• [DESCRIPTION OF THE TASK] Print the rows below character for character, omitting the pictures.

Rows excerpted from a collection:
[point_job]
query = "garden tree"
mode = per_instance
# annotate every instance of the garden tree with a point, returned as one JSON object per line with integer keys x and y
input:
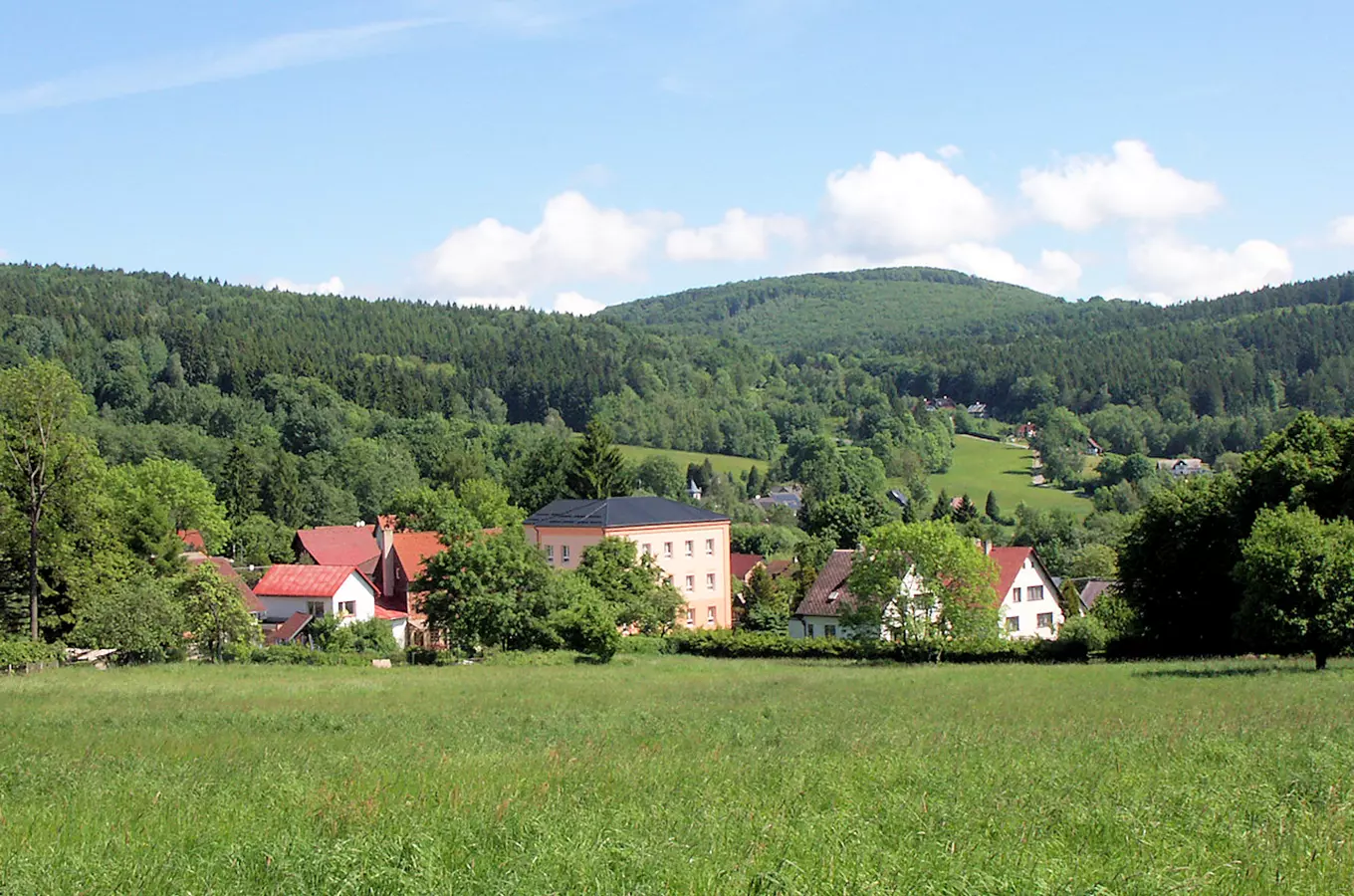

• [EXERCISE SOLUTION]
[point_job]
query = "garden tree"
mode = per_instance
# annotate every instance of the garden tree with a point, returned as one JSON object per line with integer keys x and y
input:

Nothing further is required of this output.